Exercise instructions - Transcribe the entire listing faithfully; every line must match the original.
(Beginning of Input)
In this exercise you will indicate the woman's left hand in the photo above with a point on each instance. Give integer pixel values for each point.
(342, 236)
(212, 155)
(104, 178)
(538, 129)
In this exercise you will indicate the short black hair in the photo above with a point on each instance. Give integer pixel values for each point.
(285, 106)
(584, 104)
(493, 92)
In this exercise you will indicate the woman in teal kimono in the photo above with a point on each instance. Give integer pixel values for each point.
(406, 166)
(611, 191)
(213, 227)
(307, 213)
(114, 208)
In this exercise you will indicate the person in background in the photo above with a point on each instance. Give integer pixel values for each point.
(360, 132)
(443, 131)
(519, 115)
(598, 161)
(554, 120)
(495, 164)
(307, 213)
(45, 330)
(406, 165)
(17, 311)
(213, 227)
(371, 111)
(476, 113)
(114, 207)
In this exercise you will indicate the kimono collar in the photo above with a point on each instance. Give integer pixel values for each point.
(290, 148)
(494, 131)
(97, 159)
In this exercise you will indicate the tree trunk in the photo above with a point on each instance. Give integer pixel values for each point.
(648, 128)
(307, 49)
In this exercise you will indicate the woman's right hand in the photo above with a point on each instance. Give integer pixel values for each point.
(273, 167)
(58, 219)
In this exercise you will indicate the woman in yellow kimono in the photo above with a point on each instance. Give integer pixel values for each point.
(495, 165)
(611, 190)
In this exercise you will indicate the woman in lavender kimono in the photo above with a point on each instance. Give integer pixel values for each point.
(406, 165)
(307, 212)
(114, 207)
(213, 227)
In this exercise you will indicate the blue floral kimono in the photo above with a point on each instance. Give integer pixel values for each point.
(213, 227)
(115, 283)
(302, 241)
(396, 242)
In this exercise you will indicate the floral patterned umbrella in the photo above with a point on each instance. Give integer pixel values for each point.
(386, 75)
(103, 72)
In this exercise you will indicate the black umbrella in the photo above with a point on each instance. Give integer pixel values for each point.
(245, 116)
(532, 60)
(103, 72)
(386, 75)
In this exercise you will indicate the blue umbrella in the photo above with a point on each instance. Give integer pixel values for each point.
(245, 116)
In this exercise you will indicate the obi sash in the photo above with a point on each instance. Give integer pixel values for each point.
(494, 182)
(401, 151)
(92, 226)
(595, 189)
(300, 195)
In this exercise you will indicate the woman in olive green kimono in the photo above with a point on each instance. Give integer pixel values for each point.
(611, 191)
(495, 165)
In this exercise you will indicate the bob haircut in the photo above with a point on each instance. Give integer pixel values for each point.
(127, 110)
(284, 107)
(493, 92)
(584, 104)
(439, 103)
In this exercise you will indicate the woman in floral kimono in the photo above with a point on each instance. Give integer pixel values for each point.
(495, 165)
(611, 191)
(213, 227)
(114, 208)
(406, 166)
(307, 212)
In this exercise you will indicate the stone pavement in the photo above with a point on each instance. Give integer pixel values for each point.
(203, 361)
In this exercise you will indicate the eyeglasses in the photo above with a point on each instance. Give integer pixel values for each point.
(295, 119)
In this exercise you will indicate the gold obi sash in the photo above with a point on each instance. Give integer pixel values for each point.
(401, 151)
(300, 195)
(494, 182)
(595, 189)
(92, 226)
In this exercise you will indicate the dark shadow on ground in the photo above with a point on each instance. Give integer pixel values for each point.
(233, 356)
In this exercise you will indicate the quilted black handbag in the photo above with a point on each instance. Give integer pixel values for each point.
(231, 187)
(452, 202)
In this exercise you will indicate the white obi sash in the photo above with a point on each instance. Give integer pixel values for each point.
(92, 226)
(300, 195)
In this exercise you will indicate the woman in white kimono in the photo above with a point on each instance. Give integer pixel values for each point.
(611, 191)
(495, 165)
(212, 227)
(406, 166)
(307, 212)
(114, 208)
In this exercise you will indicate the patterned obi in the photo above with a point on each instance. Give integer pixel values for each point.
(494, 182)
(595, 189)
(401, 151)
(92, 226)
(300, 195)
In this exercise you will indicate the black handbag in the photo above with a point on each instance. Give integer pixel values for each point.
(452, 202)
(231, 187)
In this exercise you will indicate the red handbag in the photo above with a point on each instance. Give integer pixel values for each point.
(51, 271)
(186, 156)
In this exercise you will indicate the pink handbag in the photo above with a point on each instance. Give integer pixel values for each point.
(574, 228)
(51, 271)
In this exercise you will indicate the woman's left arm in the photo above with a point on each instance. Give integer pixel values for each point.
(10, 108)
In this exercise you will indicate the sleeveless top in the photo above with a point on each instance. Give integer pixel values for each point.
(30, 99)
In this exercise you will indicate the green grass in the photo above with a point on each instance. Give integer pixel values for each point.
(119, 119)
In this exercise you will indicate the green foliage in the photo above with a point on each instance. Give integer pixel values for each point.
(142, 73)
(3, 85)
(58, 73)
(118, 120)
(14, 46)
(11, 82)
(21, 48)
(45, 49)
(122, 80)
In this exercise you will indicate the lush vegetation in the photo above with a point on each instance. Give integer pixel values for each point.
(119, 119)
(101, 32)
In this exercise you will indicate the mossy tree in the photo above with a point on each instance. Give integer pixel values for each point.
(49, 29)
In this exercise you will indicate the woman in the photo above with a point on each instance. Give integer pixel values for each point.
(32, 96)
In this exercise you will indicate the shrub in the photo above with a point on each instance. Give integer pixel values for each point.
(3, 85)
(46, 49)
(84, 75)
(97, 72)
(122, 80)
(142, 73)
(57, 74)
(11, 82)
(End of Input)
Exercise response -
In this exercise you will indicate the woman's left hand in the photo above with a point on each instance. Give integer pixel values for each point.
(342, 236)
(212, 155)
(104, 178)
(538, 129)
In this exercise you will indicate the short black hair in the photo above with a point on each instance. Give integer pixel values for each point.
(285, 106)
(584, 104)
(493, 92)
In this exercise you will indicate the woman in teal kimono in the photo above with a point on each instance. Give integer pixel values for each point.
(406, 166)
(611, 191)
(213, 227)
(307, 213)
(114, 208)
In this exercise you will indicate the person in background in the photo above with a point on each instance. Give integer pixel values for each point.
(360, 132)
(443, 131)
(519, 115)
(598, 161)
(554, 120)
(495, 164)
(307, 213)
(45, 330)
(406, 165)
(17, 311)
(213, 227)
(371, 111)
(476, 113)
(114, 207)
In this exercise you will indicate the kimono collar in the photo above with a point on each instance. Give integer pixel values for each point.
(290, 148)
(494, 131)
(97, 159)
In this exercise you will indicate the tree trunk in the photo above with a point on each instance. Give integer pixel values for each point.
(648, 128)
(307, 49)
In this exercise you will indicate the woman's right hand in the photo above with a point on each instance. Give integer pixel values for each point.
(273, 167)
(58, 219)
In this exercise you will indicate the woman in yellow kimono in the photo above with a point on each instance. Give integer pixel values for each point.
(495, 165)
(611, 190)
In this exercise you will indicate the woman in lavender kimono in the photo above with a point on each instance. Give integer pixel values for each point.
(406, 165)
(307, 212)
(114, 207)
(213, 227)
In this exercise you will indicate the blue floral kimono in the photo above with a point on each instance. Give integer pixel values for each point.
(213, 227)
(115, 283)
(302, 241)
(396, 242)
In this exercise you will indicate the floral patterned umbrella in the photo above with a point on each instance. Give integer pixel values for each point.
(386, 75)
(103, 72)
In this exercise you will indicate the black umbrella in the photo above with a point on each instance. Give integer pixel values for each point.
(245, 116)
(532, 60)
(103, 72)
(386, 75)
In this exercise you will indicate the blue umbrella in the photo above with a point on each instance. Give integer pixel values for each point.
(245, 116)
In this exercise you will indicate the obi sash in the photo above with a point on each instance. Give integer pixel values for each point.
(494, 182)
(401, 151)
(92, 226)
(595, 189)
(300, 195)
In this exercise you will indicate the woman in olive green kimono in the photo above with a point on each instance. Give integer pixel values for each point.
(611, 191)
(495, 165)
In this exercise you will indicate the bob haircut in the photo above with a point on each instance. Give integer pixel values for each point.
(127, 110)
(284, 107)
(493, 92)
(584, 104)
(439, 103)
In this exercise you will indicate the woman in floral kimono in the photo above with a point on each instance. Give integer pixel values for each point.
(495, 165)
(611, 191)
(213, 227)
(114, 208)
(406, 166)
(307, 212)
In this exercise you will indicate the stone pavement in the photo above with a point on each instance. Give integer pixel values for each point.
(203, 361)
In this exercise you will indicate the eyeglasses in the photo above with a point on each instance. Give integer pixel values for each point.
(295, 119)
In this exercise you will indicate the gold obi sash in the photo above with a point on each instance. Give integer pixel values for each point.
(401, 151)
(300, 195)
(494, 182)
(595, 189)
(92, 226)
In this exercise you will indicate the dark shadow on ground in the photo above with a point on each instance. Give integer pixel values for each point.
(233, 356)
In this exercise you will indicate the quilted black handbag in the photo above with a point on each instance. Give integer pixel values for each point.
(231, 187)
(452, 202)
In this exercise you will indicate the white obi sash in the photo above with a point on each instance. Give integer pixel values for each point.
(92, 226)
(300, 195)
In this exercise you will indicate the woman in white kimono in the photo above with a point on each instance. Give integer pixel values for each point.
(611, 191)
(495, 165)
(212, 227)
(406, 166)
(307, 212)
(114, 208)
In this exercise you will indicate the patterned obi in the photo above with a point on each instance. Give integer pixel values for each point.
(494, 182)
(595, 189)
(401, 151)
(92, 226)
(300, 195)
In this exercise you will indicate the black handbag in the photo above with a point on each instance. Give integer pixel values for each point.
(452, 202)
(231, 187)
In this exercise you will indicate the red handbag in the photo above with a point on each instance. Give integer pixel values for each point.
(51, 271)
(186, 156)
In this exercise you will indicate the pink handbag in the photo above with a point on each instance. Give integer pixel values for each point.
(574, 228)
(51, 271)
In this exercise you will indicate the woman's left arm in the photo above with a point on each instance. Give integer pixel values for each point.
(10, 108)
In this exercise you will indicate the sleeveless top in the photo above with a point on each instance. Give integer pixel values for each point.
(30, 99)
In this exercise you will indicate the green grass in the photo above with a point on each instance. Give integer pixel values for each point.
(119, 119)
In this exercise you will indicate the green foliage in the photo above with a point on each instance. Give integer pixel values for each point.
(142, 73)
(3, 85)
(58, 73)
(118, 120)
(14, 46)
(11, 82)
(21, 48)
(45, 49)
(122, 80)
In this exercise you will indicate the lush vegetation in the photo above with a point on each instance. Give integer pixel values for each point.
(119, 119)
(101, 32)
In this exercise you will indicate the mossy tree in the photo above with a point on each instance. Give integer pixel values for each point.
(49, 29)
In this exercise you will indicate the woman in the photo above with a point on each instance. Give integer pixel values for each point.
(32, 96)
In this exercise you will indicate the shrub in the photo above with a point on each instance. Give integer pixel values for each point.
(3, 85)
(46, 49)
(84, 75)
(97, 72)
(122, 80)
(142, 73)
(57, 74)
(11, 82)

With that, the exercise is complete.